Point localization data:
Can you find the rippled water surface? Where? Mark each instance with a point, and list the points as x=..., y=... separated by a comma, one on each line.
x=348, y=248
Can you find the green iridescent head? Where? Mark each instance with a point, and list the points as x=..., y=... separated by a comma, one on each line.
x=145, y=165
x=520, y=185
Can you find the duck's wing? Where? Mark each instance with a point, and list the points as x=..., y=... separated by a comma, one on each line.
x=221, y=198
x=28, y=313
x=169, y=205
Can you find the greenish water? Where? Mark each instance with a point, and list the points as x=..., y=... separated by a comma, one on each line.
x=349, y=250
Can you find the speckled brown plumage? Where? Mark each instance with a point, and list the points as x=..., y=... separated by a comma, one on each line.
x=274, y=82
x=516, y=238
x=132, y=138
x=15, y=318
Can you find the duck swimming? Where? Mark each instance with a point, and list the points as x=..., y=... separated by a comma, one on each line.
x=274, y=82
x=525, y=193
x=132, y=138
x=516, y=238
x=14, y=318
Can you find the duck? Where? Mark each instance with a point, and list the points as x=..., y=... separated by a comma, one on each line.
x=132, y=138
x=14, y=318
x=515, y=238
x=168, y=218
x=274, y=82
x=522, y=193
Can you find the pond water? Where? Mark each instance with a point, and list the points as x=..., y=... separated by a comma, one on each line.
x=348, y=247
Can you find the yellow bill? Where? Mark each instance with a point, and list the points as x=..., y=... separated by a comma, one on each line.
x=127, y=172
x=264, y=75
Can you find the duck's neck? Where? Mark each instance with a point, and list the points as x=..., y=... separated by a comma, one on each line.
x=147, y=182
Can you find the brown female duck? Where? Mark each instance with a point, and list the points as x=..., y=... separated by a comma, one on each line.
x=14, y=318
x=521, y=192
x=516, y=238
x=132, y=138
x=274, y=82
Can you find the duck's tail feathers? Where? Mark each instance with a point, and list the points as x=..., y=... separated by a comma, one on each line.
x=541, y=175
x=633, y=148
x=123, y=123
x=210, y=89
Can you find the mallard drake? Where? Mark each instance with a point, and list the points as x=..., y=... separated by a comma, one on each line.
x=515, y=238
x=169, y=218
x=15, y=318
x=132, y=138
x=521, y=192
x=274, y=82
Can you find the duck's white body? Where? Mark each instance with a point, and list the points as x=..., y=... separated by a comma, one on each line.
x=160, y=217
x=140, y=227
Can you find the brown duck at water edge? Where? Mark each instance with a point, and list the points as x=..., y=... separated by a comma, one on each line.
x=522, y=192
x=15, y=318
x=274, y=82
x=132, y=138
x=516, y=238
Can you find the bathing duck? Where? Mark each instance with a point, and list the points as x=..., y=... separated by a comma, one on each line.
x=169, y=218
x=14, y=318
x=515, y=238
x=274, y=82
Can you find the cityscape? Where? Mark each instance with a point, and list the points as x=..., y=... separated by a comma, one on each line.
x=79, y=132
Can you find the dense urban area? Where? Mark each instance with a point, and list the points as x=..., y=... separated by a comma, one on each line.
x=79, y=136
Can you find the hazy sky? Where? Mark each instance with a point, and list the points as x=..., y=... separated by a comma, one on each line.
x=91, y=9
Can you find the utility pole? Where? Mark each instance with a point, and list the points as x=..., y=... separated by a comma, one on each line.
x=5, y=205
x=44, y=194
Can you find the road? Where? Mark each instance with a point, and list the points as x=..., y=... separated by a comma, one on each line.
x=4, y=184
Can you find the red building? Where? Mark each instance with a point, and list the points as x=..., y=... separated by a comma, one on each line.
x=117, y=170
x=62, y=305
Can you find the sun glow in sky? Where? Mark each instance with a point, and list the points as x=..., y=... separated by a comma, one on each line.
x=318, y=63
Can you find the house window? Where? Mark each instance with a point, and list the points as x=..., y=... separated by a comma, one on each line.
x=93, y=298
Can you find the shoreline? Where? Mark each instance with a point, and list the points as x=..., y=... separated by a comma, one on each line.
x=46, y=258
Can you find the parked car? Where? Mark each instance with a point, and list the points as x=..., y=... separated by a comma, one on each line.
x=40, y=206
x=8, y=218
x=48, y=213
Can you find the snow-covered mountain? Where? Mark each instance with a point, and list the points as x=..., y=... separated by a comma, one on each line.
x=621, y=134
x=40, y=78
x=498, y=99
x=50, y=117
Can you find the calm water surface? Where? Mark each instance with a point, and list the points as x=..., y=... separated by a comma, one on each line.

TASK STATEMENT:
Nothing in the data above should change. Please copy it all.

SOLVED PROBLEM:
Can you find the rippled water surface? Where? Mark each instance with a point, and list the points as x=..., y=... separated by a comma, one on each line.
x=348, y=248
Can you find the green iridescent head? Where? Mark each instance with a point, and list the points as x=..., y=... separated by a comma, one on each line.
x=145, y=165
x=520, y=185
Can you find the duck's wing? Where? Mark each instance with a point, and list the points as x=..., y=... separated by a comma, one on each line.
x=221, y=198
x=28, y=313
x=169, y=205
Can you find the greenish water? Where? Mark each instance with a point, and list the points as x=..., y=... separated by a comma, one on each line.
x=349, y=250
Can you find the speckled brown plumage? Where? Mark each instance with a point, and list the points as x=..., y=... separated by a comma, one on each line.
x=274, y=82
x=516, y=238
x=132, y=138
x=15, y=318
Can you find the duck swimming? Where? Mark each instance with a point, and list the points as x=..., y=... separated by a comma, one on each line.
x=274, y=82
x=525, y=193
x=132, y=138
x=516, y=238
x=14, y=318
Can you find the duck? Where? Mark each instance with a point, and list the points as x=..., y=... separated by a comma, one on each line.
x=132, y=138
x=14, y=318
x=515, y=238
x=168, y=218
x=274, y=82
x=522, y=193
Can you find the pond water? Where? Mark each instance with a point, and list the points as x=..., y=... separated by a comma, one on each line.
x=348, y=247
Can you find the yellow bill? Where? Mark each instance with a point, and list the points as x=..., y=... separated by a comma, one on each line.
x=127, y=172
x=264, y=75
Can you find the duck's neck? Where? Mark each instance with a point, and list the points as x=..., y=... separated by a comma, one on each line.
x=147, y=182
Can you find the brown female duck? Where? Mark each instance with a point, and list the points as x=..., y=... separated by a comma, one on each line.
x=14, y=318
x=521, y=192
x=516, y=238
x=132, y=138
x=274, y=82
Can you find the duck's tail feathers? Where? Mark each instance with a point, and list the points as x=..., y=... separated by a comma, one on each line.
x=541, y=175
x=633, y=148
x=123, y=123
x=210, y=89
Can you find the mallard drake? Where? Mark each instance with a point, and list the points as x=..., y=... separated by a comma, one on each line.
x=515, y=238
x=169, y=218
x=15, y=318
x=132, y=138
x=521, y=192
x=274, y=82
Can you find the duck's white body? Where? Mark each instance with a point, and list the points as x=..., y=... separated by a comma, one on each line.
x=160, y=217
x=140, y=227
Can you find the brown duck at water edge? Where? Mark each instance with a point, and list the points as x=..., y=... separated by a comma, one on each line.
x=522, y=192
x=15, y=318
x=274, y=82
x=132, y=138
x=516, y=238
Can you find the bathing duck? Where? Mark each instance with a point, and list the points as x=..., y=... separated by a comma, one on each line.
x=169, y=218
x=14, y=318
x=515, y=238
x=274, y=82
Can you find the cityscape? Where? Mark each instance with a point, and list the points as x=..., y=... separated by a comma, one on each line.
x=79, y=132
Can you find the dense urban area? Where? Mark each instance with a point, and list the points as x=..., y=... separated by a comma, one on each line.
x=79, y=136
Can you find the hazy sky? Where? Mark each instance with a point, and list the points as x=..., y=... separated by a comma, one on each line.
x=91, y=9
Can you find the utility pole? Where? Mark each instance with a point, and list the points as x=..., y=... separated by a comma, one on each line.
x=5, y=205
x=44, y=194
Can you find the road? Where? Mark each instance with a point, and list the points as x=..., y=... separated by a comma, one on each line.
x=4, y=184
Can you find the red building? Where? Mark each instance with a point, and list the points as x=..., y=... separated by a comma, one on each line.
x=117, y=170
x=62, y=305
Can you find the sun glow in sky? Where? Mark each instance with a point, and list the points as x=..., y=... separated by a comma, one on each line.
x=318, y=63
Can you find the house window? Where? Mark each instance with a point, and list the points as x=..., y=... separated by a comma, one on each line.
x=93, y=298
Can you find the shoreline? Where? Mark each instance with a point, and list the points as x=..., y=... separated by a comma, one on each line.
x=46, y=258
Can you find the parked car? Where? Mark each instance with a point, and list the points as x=..., y=... separated by a comma, one on each line.
x=40, y=206
x=8, y=218
x=48, y=213
Can you find the snow-covered mountain? Where? Mark each instance with a point, and list the points as x=..., y=... separated by a comma, one on each line.
x=621, y=134
x=40, y=78
x=498, y=99
x=50, y=117
Can you find the calm water surface? Where? Mark each instance with a point, and list the points as x=..., y=... separated by a comma, one on each line.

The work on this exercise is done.